■ Excerpt to read:
::::::

A newly opened vent connected to the ongoing Puu Oo cone eruption on the eastern flank of Hawaii Island’s Kilauea volcano is sending a slow-moving lava flow through dense forest and in the direction of homes in the Puna district subdivision of Kaohe.
As of the afternoon of Sept. 11, the 10.5-mile long flow remained in the Wao Kele o Puna Forest Reserve, but was within 0.3 miles of the Kaohe subdivision, according to Hawaii County Civil Defense alerts. Situated 20 miles southeast of Hilo near the town of Pahoa, the subdivision is a rural residential neighborhood. The Puu Oo vent producing the lava flow opened on June 27 and has been erupting continuously since.
As of Friday morning, no evacuations of the subdivision had been ordered by Hawaii County Civil Defense officials.
According to the Hawaiian Volcano Observatory, the lava flow had been advancing at approximately a quarter mile per day through the forest reserve parallel to the subdivisionʻs northwest boundary, but slowed to about 0.19 miles per day between Sept. 10 and 11. On Wednesday, the observatory announced that at its current rate, lava could reach the northwest edge of area homesteads in 1.5 days, though that has yet to transpire.

::::::

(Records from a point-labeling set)
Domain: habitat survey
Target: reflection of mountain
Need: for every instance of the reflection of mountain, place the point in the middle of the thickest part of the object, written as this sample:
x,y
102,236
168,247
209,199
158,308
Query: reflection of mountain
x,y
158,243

::::::

■ Jobs:
(1) In the lava flow article, on what date did the Puu Oo vent producing the flow open?
(2) From the lava flow article, quote the passage from "As of Friday" up to and including "yet to transpire.".

■ Complete answers:
(1) June 27

(2)
As of Friday morning, no evacuations of the subdivision had been ordered by Hawaii County Civil Defense officials.
According to the Hawaiian Volcano Observatory, the lava flow had been advancing at approximately a quarter mile per day through the forest reserve parallel to the subdivisionʻs northwest boundary, but slowed to about 0.19 miles per day between Sept. 10 and 11. On Wednesday, the observatory announced that at its current rate, lava could reach the northwest edge of area homesteads in 1.5 days, though that has yet to transpire.